- **Try it**: Start at the line with "x=620, y=555" in the records below, stop at the line with "x=756, y=299", and return every line in that span exactly, the two end lines included.

Records from a data source:

※

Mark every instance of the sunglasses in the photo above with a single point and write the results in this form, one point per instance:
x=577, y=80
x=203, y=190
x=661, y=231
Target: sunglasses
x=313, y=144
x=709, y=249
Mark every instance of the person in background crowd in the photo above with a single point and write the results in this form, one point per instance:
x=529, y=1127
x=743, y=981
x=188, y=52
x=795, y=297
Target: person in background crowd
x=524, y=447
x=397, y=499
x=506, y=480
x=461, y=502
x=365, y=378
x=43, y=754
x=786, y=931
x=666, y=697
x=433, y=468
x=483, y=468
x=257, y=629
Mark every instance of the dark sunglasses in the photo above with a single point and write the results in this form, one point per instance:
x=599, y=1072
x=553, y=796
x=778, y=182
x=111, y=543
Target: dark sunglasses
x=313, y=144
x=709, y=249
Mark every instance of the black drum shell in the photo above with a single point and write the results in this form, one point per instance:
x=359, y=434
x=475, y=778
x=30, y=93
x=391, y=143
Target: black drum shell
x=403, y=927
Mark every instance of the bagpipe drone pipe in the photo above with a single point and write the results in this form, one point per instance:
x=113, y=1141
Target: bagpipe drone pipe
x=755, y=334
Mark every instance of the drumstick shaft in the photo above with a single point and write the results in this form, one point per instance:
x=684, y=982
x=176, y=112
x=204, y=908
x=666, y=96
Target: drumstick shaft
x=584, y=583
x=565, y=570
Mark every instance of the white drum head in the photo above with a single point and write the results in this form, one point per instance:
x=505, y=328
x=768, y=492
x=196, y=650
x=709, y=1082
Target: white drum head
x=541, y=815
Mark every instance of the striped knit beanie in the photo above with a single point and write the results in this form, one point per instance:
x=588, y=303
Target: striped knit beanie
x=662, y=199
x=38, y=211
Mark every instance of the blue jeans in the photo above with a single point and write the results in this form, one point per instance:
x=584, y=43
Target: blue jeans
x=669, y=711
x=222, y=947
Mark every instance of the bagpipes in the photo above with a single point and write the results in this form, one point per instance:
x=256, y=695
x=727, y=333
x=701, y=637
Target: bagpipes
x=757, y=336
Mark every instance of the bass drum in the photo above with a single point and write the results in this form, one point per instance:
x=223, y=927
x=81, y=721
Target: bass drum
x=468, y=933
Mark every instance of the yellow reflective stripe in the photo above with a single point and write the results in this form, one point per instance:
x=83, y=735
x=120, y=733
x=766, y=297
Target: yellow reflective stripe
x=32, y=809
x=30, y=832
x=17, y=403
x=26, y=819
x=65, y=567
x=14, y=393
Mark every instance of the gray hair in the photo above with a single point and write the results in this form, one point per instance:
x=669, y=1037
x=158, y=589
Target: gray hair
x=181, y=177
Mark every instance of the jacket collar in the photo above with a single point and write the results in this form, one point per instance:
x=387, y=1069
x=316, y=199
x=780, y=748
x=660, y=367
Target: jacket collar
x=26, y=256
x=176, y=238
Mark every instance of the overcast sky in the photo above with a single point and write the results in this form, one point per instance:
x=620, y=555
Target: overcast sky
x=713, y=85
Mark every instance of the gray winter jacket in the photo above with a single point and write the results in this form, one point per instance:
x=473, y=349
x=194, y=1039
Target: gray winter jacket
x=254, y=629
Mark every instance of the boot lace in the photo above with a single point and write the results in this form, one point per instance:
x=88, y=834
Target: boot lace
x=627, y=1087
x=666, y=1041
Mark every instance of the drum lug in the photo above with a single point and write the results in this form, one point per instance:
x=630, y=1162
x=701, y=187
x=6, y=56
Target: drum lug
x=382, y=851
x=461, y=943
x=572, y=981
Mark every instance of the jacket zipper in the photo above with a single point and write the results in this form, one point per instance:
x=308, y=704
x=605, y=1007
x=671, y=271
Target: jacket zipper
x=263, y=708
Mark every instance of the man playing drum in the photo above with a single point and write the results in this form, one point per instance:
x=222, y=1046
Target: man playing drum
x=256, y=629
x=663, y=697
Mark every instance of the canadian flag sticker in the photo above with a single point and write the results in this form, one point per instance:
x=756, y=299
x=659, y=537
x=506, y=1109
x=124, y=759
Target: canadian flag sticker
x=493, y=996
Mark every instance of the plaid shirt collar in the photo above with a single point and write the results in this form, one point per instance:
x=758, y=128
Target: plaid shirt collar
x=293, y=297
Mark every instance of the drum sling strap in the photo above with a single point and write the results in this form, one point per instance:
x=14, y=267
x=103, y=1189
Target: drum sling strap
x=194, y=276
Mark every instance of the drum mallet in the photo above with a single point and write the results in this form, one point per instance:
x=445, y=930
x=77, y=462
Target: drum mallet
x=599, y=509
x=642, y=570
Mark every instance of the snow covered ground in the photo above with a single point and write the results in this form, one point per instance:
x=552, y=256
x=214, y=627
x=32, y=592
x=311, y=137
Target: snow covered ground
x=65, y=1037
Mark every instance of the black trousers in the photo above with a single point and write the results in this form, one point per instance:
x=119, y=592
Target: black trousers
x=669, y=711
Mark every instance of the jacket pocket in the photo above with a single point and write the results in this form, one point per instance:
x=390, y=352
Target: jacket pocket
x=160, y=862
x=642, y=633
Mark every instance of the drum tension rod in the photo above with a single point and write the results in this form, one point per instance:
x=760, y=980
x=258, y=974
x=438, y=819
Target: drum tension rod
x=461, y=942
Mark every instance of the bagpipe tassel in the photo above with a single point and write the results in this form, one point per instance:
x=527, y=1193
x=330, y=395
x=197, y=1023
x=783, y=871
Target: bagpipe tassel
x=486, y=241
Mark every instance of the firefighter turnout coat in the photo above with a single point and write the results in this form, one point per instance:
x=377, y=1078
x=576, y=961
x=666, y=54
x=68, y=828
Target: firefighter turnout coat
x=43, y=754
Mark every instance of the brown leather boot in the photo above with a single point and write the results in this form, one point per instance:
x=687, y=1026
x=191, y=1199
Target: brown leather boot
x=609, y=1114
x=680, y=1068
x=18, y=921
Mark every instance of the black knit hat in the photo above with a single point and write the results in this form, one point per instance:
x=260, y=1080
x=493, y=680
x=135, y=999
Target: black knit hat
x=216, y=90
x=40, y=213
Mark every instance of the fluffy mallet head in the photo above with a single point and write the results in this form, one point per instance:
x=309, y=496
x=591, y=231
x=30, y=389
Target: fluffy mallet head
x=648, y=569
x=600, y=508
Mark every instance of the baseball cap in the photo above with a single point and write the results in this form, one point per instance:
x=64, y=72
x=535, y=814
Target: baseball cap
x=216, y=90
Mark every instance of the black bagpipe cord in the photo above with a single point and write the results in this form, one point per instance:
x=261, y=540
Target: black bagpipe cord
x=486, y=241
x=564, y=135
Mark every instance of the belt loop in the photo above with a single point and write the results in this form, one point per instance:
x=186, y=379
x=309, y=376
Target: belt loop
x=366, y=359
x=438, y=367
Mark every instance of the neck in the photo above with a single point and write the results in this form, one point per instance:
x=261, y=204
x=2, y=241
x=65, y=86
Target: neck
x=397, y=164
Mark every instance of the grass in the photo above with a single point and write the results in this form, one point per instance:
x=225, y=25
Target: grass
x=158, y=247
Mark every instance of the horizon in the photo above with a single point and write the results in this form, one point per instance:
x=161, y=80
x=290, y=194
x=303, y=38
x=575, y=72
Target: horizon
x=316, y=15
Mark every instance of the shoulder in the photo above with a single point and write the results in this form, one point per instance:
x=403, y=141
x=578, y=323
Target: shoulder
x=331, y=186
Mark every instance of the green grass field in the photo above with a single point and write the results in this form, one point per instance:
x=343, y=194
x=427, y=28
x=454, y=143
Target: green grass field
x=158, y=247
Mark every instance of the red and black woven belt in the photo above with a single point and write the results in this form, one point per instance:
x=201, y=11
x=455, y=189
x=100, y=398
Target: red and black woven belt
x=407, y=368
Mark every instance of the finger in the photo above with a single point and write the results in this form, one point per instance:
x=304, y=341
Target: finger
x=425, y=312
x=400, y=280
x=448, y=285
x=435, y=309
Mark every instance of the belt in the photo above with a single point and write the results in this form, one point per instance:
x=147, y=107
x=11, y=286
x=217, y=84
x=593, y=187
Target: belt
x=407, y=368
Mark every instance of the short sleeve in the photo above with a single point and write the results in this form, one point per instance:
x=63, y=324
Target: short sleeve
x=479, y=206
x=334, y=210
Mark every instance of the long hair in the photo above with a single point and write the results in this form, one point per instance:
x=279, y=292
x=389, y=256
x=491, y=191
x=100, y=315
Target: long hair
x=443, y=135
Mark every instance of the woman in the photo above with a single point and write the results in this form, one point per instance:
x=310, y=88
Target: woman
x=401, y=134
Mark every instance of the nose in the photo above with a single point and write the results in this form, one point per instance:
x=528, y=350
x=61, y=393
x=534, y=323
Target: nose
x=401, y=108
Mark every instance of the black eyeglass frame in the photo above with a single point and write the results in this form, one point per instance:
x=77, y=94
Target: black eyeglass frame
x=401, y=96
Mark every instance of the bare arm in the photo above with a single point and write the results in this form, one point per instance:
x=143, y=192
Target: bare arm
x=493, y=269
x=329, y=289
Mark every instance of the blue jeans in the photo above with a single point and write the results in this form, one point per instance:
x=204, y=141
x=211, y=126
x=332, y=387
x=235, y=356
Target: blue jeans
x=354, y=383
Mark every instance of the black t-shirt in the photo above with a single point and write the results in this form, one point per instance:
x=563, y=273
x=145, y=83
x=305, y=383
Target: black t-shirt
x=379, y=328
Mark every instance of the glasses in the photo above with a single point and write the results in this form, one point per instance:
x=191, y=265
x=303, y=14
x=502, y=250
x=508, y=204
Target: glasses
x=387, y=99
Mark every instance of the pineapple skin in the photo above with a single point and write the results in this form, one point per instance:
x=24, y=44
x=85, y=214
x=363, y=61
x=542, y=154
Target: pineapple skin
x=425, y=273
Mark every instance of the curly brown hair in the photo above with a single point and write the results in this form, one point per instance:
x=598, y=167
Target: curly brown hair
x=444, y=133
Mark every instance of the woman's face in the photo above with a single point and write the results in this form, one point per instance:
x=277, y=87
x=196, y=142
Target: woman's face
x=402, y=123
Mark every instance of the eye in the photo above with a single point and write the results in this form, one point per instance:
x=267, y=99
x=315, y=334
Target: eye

※

- **Result of the exercise**:
x=620, y=555
Target: overcast sky
x=713, y=85
Mark every instance of the gray winter jacket in the photo above with a single point and write the results in this form, one point per instance:
x=473, y=349
x=194, y=1039
Target: gray winter jacket
x=254, y=629
Mark every instance of the boot lace in the photo above with a single point and write the results in this form, one point per instance:
x=88, y=834
Target: boot lace
x=627, y=1087
x=666, y=1041
Mark every instance of the drum lug in the photo above with a single point and write the results in this form, one point per instance:
x=630, y=1162
x=701, y=187
x=6, y=56
Target: drum lug
x=382, y=851
x=461, y=943
x=572, y=981
Mark every instance of the jacket zipper in the photo above with a single point and write the results in this form, one point per instance:
x=308, y=704
x=605, y=1007
x=671, y=271
Target: jacket zipper
x=263, y=708
Mark every instance of the man playing drum in the photo above with a single point and write the results in this form, one point per instance:
x=222, y=1046
Target: man playing drum
x=256, y=629
x=663, y=697
Mark every instance of the canadian flag sticker in the photo above with a single point and write the results in this form, one point per instance:
x=756, y=299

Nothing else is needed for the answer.